Stated problem:
In how many rows of the listing below does the string "line" appear, matching case exactly? Reply with the number alone.

Excerpted data:
^^^^
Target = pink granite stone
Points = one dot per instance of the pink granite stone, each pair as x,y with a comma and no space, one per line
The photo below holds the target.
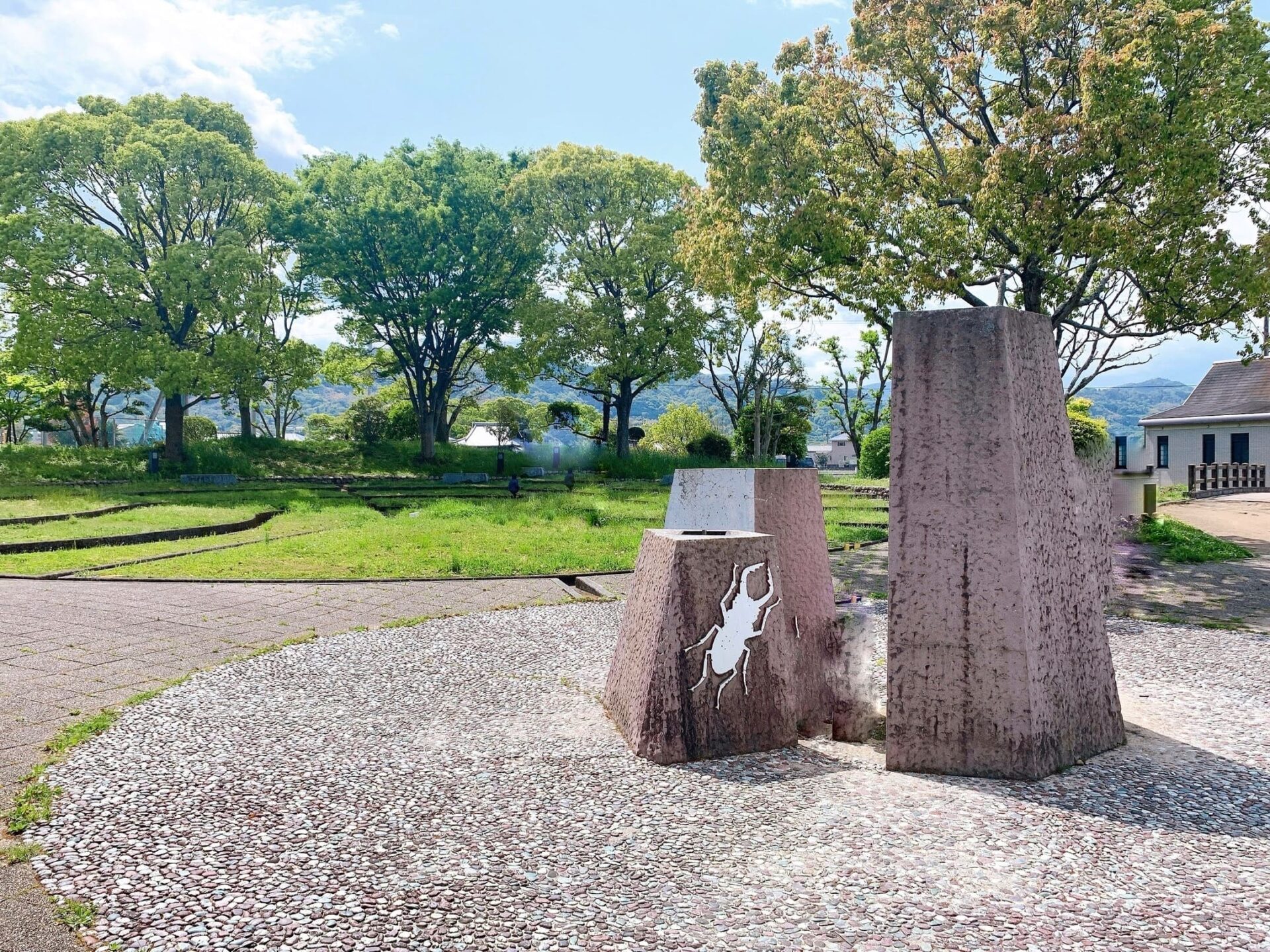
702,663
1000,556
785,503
^^^^
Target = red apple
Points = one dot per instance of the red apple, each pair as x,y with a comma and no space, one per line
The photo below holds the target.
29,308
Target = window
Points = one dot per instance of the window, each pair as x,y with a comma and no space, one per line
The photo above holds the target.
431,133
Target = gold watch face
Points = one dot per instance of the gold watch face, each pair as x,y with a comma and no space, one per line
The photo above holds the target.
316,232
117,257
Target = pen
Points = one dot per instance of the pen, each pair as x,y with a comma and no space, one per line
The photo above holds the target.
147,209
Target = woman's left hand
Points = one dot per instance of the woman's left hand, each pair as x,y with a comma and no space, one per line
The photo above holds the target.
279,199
^^^^
Exercise response:
6